## TASK TO CARRY OUT
Set down, word for word, the line with "# output: plain" and the lines after it through the final line of the data below, without pictures.

(Extracted records)

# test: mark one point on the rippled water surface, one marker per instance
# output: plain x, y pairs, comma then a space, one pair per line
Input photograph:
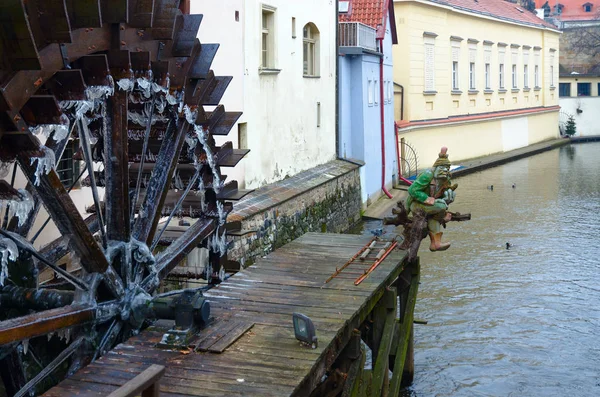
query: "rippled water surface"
524, 321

## ANSWER BOX
# output: plain x, y pairs, comma then a space, one pair per line
Input photograph:
query: "rippled water surface"
524, 321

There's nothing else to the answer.